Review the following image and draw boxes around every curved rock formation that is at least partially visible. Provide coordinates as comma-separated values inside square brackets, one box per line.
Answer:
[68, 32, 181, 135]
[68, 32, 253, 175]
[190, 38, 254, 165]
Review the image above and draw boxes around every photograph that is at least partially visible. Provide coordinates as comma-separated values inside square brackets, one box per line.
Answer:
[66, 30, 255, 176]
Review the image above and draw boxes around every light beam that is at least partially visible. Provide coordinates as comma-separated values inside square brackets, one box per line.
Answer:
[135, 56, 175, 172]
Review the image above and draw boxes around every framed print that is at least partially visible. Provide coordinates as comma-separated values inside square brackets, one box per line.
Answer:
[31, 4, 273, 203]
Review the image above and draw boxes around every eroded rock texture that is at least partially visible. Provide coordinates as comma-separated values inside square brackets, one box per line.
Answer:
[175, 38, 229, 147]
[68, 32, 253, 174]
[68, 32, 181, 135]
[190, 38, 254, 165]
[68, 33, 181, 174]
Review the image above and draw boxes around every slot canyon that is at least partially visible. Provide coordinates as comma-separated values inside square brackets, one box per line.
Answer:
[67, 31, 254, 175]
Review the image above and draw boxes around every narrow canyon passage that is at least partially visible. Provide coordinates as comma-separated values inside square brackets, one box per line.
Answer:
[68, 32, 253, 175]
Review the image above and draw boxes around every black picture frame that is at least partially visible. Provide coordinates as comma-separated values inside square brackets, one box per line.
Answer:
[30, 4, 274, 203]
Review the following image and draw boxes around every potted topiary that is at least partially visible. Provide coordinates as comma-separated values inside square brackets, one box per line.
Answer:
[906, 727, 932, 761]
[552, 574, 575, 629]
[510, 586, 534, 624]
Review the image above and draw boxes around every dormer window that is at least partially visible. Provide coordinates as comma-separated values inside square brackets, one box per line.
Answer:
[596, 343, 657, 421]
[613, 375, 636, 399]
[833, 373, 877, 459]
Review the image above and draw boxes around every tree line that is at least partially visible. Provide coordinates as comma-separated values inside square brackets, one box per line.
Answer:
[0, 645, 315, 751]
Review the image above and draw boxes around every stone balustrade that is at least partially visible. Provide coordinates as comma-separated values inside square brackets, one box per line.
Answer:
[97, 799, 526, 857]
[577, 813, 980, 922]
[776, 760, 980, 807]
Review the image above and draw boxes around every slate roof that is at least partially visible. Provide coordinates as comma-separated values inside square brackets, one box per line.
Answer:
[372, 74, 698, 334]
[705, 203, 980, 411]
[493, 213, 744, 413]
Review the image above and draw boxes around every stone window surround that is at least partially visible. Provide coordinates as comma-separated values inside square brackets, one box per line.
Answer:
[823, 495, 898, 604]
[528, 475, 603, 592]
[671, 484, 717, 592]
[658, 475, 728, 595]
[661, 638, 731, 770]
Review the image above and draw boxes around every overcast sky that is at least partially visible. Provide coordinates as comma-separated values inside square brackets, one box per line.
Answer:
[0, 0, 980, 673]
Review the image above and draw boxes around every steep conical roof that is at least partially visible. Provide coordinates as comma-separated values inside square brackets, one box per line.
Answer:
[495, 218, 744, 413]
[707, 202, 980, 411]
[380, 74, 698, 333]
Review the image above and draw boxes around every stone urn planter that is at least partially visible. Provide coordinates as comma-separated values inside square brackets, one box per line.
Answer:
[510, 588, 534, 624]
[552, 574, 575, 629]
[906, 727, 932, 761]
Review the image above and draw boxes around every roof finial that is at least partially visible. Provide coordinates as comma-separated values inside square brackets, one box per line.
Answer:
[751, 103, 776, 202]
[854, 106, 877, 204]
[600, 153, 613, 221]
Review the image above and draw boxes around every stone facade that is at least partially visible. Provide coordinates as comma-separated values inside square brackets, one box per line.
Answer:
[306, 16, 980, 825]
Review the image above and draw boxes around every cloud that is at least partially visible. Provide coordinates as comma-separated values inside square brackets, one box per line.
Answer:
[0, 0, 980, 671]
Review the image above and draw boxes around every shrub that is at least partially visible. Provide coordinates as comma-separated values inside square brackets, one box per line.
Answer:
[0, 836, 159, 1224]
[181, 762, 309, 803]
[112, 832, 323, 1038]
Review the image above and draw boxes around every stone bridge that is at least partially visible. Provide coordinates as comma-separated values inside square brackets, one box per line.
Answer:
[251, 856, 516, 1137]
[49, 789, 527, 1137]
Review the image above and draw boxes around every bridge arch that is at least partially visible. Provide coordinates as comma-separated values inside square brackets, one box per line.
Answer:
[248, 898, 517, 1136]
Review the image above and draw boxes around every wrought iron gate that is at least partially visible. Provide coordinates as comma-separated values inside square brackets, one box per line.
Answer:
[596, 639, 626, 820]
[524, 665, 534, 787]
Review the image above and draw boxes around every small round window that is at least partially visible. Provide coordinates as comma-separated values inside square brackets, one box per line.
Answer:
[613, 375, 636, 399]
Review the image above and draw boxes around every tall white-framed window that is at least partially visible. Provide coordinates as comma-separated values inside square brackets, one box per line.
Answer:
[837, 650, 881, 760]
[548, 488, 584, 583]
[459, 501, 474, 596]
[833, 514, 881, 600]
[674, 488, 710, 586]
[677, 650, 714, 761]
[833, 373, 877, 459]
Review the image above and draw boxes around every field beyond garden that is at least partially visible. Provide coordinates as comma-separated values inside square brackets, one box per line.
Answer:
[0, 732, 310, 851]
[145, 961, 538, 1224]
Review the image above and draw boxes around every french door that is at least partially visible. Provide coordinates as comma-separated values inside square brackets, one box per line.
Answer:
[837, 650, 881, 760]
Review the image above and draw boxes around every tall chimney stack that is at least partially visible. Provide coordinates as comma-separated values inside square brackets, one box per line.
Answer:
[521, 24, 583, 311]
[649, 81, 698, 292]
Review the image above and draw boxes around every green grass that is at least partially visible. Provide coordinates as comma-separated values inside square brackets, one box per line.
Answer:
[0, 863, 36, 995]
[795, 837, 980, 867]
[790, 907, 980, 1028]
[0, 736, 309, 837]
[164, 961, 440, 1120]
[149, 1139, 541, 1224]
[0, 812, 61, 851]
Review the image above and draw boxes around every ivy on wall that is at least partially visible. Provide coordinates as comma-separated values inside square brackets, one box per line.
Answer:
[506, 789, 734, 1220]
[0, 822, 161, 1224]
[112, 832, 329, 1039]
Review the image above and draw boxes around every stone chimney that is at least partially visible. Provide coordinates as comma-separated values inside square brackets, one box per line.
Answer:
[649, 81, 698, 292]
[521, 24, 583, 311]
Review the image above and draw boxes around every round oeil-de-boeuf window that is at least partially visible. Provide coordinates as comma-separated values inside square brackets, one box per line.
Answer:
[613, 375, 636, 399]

==

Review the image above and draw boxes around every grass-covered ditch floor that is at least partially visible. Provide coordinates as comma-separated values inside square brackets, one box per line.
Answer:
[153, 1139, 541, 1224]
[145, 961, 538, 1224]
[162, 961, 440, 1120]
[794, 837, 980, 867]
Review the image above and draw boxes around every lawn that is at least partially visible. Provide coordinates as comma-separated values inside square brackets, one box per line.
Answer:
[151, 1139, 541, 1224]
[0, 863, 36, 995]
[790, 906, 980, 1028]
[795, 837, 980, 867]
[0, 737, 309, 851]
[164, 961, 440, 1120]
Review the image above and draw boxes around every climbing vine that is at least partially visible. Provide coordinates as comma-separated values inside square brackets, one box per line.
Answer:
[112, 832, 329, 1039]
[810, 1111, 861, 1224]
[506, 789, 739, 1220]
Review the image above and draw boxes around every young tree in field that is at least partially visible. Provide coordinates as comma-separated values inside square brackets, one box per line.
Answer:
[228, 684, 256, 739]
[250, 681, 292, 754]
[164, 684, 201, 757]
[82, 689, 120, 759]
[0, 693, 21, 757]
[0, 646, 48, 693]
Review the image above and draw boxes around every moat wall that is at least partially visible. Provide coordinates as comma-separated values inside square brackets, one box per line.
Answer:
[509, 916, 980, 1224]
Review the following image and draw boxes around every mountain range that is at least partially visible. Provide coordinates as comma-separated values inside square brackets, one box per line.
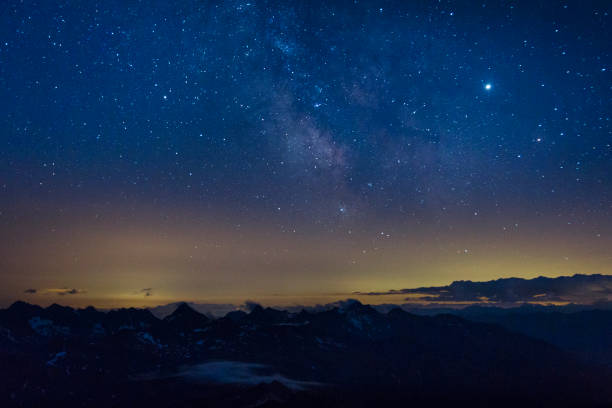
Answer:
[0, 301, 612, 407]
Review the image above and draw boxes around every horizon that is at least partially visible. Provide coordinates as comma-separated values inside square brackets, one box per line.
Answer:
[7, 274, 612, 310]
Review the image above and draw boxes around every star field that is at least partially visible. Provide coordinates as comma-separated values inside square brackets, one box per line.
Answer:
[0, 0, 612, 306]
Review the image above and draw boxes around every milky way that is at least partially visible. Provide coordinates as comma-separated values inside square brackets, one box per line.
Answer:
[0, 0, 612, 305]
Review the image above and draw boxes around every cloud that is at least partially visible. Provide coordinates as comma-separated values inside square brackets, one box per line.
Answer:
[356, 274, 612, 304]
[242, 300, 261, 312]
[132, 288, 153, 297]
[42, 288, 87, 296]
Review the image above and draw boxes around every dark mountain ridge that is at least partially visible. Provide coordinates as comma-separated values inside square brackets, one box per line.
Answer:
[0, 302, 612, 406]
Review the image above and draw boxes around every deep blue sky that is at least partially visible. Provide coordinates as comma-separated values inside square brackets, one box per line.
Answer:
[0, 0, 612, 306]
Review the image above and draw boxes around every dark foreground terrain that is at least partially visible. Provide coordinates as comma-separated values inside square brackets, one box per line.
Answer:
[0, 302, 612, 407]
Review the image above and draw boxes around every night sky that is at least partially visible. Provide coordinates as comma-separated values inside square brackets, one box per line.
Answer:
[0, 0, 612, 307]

> [Task goal]
Give the material starting with the line containing "every dark foreground" and going on through the line containing "[0, 0, 612, 307]" as a two-column CSV with the columns text and answer, one row for each text paired with its answer. Put each in a single quoted field, with line breaks turned into spaces.

> [Solved exercise]
text,answer
"Review the image above and draw boxes around every dark foreground terrain that is at least partially visible. Provide coordinates as comma-separated values inside square brackets, one box per line. Answer:","[0, 302, 612, 407]"
"Review the image above and draw boxes around every night sky that is at least partially visible. Provide coordinates as comma-separated values inside square brackets, one box per line. Answer:","[0, 0, 612, 307]"